Region pointing data:

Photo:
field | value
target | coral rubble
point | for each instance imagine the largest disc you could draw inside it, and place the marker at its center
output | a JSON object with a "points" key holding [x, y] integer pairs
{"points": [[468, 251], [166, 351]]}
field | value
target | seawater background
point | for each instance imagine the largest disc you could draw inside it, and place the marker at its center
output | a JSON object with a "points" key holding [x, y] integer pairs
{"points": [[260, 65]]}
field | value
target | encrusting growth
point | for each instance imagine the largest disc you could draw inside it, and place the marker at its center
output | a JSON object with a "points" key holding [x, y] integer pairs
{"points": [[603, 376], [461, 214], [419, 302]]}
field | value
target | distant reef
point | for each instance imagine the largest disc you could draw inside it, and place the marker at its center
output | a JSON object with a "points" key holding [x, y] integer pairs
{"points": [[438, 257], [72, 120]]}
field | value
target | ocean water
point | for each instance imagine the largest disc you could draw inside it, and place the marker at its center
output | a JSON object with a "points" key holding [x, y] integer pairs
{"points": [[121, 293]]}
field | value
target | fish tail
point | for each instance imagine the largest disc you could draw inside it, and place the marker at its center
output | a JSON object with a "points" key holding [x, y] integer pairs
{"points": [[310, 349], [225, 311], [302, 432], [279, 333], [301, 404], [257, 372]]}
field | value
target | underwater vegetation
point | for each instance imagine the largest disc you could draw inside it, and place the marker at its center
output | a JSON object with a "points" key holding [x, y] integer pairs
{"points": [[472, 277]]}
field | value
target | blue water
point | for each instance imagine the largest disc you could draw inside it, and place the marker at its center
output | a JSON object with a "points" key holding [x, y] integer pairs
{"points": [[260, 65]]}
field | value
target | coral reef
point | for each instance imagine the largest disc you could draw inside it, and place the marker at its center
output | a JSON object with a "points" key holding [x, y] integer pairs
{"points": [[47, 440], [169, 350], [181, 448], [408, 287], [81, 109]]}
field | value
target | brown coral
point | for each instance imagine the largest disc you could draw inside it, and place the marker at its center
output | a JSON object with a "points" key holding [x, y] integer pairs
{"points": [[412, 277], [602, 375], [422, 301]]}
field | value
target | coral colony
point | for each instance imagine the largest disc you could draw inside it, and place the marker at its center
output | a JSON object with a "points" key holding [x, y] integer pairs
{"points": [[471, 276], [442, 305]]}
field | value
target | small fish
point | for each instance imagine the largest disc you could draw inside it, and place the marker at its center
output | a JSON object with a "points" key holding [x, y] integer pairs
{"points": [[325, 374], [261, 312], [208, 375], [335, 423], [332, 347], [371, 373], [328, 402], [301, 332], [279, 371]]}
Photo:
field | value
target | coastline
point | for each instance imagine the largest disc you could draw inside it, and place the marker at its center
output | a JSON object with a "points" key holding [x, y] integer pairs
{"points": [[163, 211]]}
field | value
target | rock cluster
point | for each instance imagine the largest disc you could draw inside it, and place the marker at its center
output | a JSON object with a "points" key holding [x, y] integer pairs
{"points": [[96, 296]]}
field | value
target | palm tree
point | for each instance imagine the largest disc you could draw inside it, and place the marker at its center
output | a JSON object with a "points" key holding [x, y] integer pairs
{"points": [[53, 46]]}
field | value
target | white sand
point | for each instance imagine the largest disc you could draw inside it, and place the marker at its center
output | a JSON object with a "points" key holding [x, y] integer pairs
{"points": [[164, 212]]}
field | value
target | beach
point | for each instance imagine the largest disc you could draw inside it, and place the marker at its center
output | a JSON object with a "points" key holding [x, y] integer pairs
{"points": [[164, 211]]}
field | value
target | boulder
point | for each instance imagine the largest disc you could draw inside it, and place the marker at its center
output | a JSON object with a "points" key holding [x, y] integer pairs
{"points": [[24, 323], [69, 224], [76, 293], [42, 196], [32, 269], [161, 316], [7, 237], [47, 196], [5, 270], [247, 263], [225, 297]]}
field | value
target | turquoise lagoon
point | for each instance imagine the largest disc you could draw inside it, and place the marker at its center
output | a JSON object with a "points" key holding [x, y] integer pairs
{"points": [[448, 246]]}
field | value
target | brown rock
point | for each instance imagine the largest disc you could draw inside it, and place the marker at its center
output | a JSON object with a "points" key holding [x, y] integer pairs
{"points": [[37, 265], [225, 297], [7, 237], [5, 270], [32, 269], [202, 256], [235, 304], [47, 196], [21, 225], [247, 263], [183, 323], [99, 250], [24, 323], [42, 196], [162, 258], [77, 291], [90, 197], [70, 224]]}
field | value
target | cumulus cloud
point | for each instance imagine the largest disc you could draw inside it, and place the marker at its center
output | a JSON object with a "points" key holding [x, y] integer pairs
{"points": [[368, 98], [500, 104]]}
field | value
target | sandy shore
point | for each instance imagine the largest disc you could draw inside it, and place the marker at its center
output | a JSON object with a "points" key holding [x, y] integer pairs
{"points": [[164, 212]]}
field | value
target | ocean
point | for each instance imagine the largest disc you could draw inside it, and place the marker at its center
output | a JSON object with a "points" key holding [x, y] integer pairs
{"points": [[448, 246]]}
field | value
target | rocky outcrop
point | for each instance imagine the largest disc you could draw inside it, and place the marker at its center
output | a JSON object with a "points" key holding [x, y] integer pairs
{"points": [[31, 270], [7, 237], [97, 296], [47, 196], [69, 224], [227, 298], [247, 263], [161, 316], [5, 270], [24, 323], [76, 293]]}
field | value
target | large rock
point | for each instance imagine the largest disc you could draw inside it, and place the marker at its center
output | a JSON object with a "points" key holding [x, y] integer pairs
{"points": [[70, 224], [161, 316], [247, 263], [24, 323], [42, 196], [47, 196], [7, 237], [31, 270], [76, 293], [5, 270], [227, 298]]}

---

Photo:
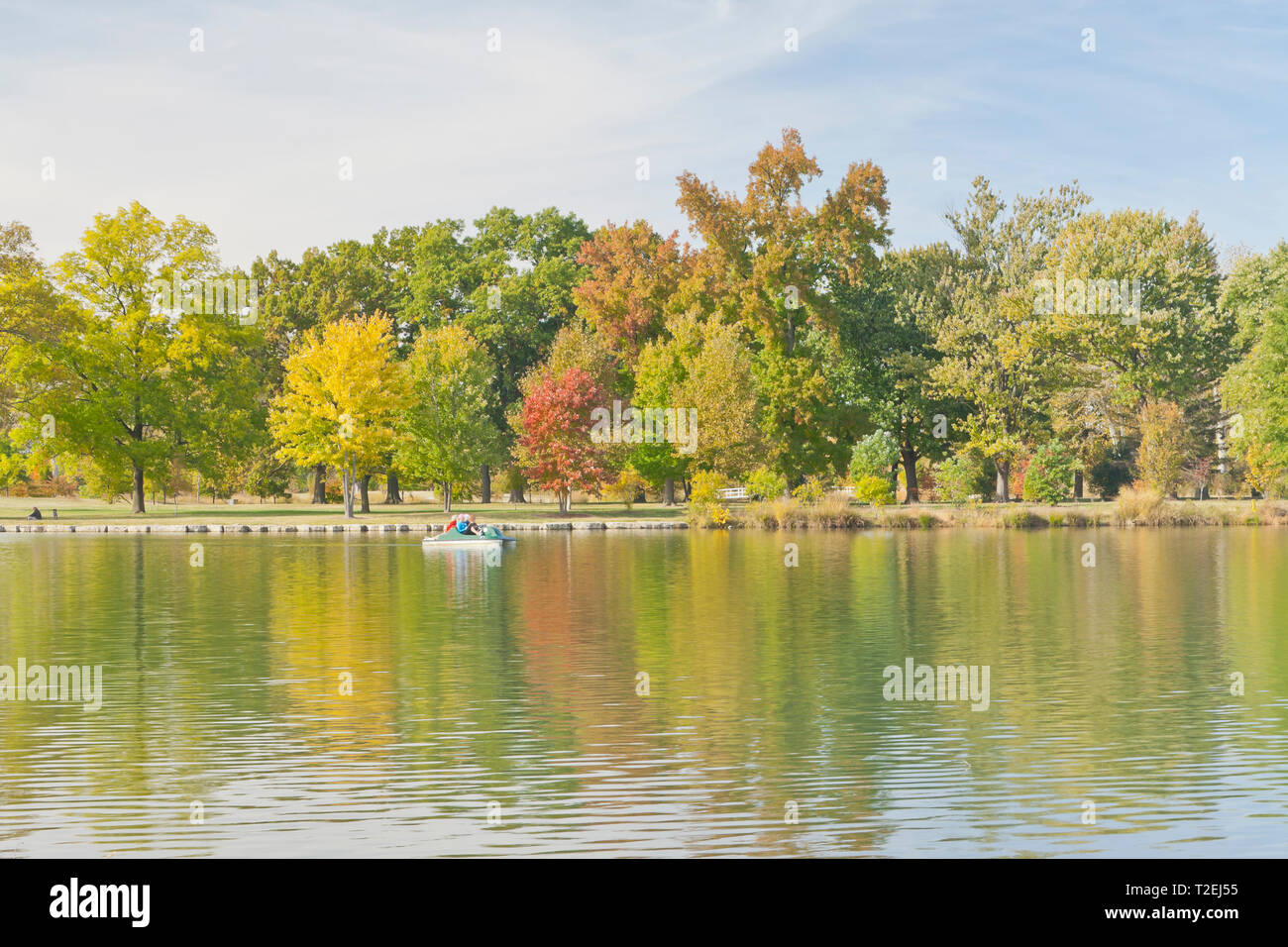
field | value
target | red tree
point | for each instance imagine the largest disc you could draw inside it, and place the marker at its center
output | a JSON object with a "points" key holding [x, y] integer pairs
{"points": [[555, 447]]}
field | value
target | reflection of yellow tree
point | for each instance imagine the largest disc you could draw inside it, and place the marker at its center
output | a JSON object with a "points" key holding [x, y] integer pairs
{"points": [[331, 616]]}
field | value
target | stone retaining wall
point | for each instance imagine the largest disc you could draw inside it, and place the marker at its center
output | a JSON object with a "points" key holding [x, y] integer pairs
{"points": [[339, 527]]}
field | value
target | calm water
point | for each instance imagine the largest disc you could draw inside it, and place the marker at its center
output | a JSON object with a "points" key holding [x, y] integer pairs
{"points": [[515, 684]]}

GOAL OF THE EXERCISE - When a line contains the string "brown", copy it from the records.

FINISHED EXERCISE -
target | brown coral
target | brown rock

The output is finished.